Tarbiyah.Online - Fenomena yang banyak terjadi di kalangan
umat muslim ketika tidak melaksanakan puasa Ramadhan oleh suatu halangan adalah
kecenderungan mengulur waktu mengqadha puasa yang pernah ditinggalkan itu
hingga pada akhirnya bertemu dengan Ramadhan berikutnya tanpa menunaikan
kewajiban qadha puasa sebelumnya tanpa ada uzur.
Berikut ini adalah beberapa alasan atau sebab seseorang tidak berpuasa;
1. Bagi laki-laki maupun perempuan yang
tidak berpuasa karena sakit, kemudian sembuh, atau bagi musafir/ah yang tidak
berpuasa kemudian kembali bermukim, wajib mengqadhanya dalam tempo setelah
‘Idul Fitri hingga satu hari sebelum Sya‘ban usai bila tidak ada halangan atau
uzur.
2. Bagi wanita haid dan nifas saat
Ramadhan, mereka berkewajiban mengqadha puasa yang ditinggalkannya dalam tempo
waktu yang disebutkan di atas saat masa-masa suci bila tidak ada halangan atau
uzur.
3. Bagi wanita hamil dan menyusui di bulan
Ramadhan dan memilih tidak berpuasa, mereka pun dapat mengqadha puasa itu dalam
tempo waktu yang disebutkan di atas bila mampu. Apabila tidak mampu lantaran
uzur disebabkan masih dalam masa hamil atau masih dalam masa menyusui, maka
qadha tersebut dilakukan apabila telah mampu meskipun setelah Ramadhan
berikutnya.
4. Wanita yang pada Ramadhan ini sedang
hamil dan memilih tidak berpuasa karena kuatir pada dirinya atau pun pada
bayinya, lalu ternyata pada Ramadhan sebelumnya pernah tidak berpuasa karena
haid, maka sejatinya dia pernah mendapati momen wajib mengqadha puasa tanpa
halangan -selain haid, sakit, atau safar- terhitung setelah ‘Idul Fitri sampai
awal kehamilannya saat ini. Bahkan bila kehamilannya pada Ramadhan ini telah
memasuki bulan ke-9, bila dihitung mundur, maka akan didapati kehamilannya
dimulai pada bulan Muharram. Artinya, dia memiliki tempo tiga bulan untuk
mengqadha puasanya tanpa halangan -selain haid, sakit ataupun musafirah-, yaitu
pada bulan Syawwal, Dzul Qa‘dah dan Dzul Hijjah.
5. Dan beragam kondisi lainnya.

----------

● Tujuan 1: Menurut teks tentang qadha puasa Ramadhan, sampai kapan batas waktu mengqadha puasa bagi orang yang tidak berpuasa karena sakit lalu sembuh, jika tidak ada uzur?
● Tujuan 2: Kembalikan tanpa perubahan bagian teks tentang qadha puasa Ramadhan, mulai dari "3. Bagi wanita" sampai dengan "berikutnya.".

----------

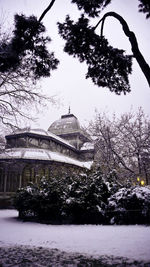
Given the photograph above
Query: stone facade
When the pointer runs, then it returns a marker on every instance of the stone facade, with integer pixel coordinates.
(33, 153)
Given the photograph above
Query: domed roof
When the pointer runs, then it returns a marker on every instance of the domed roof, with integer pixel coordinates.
(65, 125)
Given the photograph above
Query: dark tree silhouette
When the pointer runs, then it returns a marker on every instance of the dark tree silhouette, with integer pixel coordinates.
(27, 49)
(107, 66)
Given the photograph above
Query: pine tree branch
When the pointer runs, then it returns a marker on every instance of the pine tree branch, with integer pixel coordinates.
(133, 41)
(46, 10)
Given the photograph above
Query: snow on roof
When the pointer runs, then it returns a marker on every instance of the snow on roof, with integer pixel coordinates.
(87, 146)
(43, 133)
(42, 154)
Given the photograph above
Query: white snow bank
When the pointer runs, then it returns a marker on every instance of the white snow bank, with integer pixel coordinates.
(132, 242)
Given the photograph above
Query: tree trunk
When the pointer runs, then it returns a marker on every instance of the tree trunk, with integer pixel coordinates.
(133, 41)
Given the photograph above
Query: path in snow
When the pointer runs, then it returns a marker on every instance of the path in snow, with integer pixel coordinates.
(132, 242)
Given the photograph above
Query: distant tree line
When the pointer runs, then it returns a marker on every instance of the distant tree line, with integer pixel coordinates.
(123, 144)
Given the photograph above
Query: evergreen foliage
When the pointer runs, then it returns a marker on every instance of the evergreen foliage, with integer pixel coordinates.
(84, 199)
(77, 199)
(27, 49)
(130, 206)
(107, 66)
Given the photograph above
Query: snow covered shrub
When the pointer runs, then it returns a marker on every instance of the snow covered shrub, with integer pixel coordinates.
(78, 199)
(26, 201)
(130, 206)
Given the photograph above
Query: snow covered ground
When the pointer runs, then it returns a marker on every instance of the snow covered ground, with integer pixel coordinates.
(132, 242)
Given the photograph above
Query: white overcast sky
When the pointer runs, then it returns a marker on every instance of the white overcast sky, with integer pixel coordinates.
(68, 82)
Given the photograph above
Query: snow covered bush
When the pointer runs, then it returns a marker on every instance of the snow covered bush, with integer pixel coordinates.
(130, 206)
(78, 199)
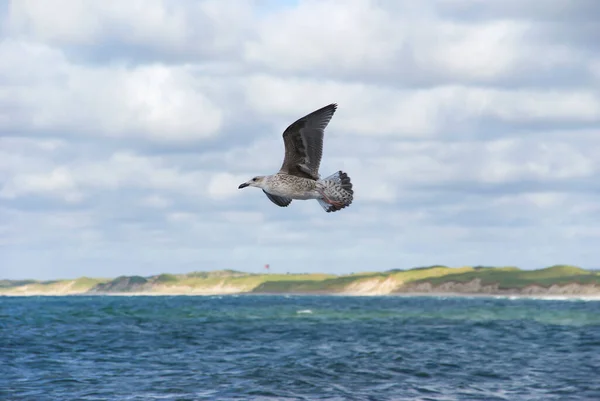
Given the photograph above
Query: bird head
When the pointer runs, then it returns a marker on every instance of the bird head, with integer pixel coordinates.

----------

● Jawaban Tugas 1: Batasnya adalah satu hari sebelum bulan Sya‘ban usai, terhitung sejak setelah ‘Idul Fitri.

● Jawaban Tugas 2:
3. Bagi wanita hamil dan menyusui di bulan
Ramadhan dan memilih tidak berpuasa, mereka pun dapat mengqadha puasa itu dalam
tempo waktu yang disebutkan di atas bila mampu. Apabila tidak mampu lantaran
uzur disebabkan masih dalam masa hamil atau masih dalam masa menyusui, maka
qadha tersebut dilakukan apabila telah mampu meskipun setelah Ramadhan
berikutnya.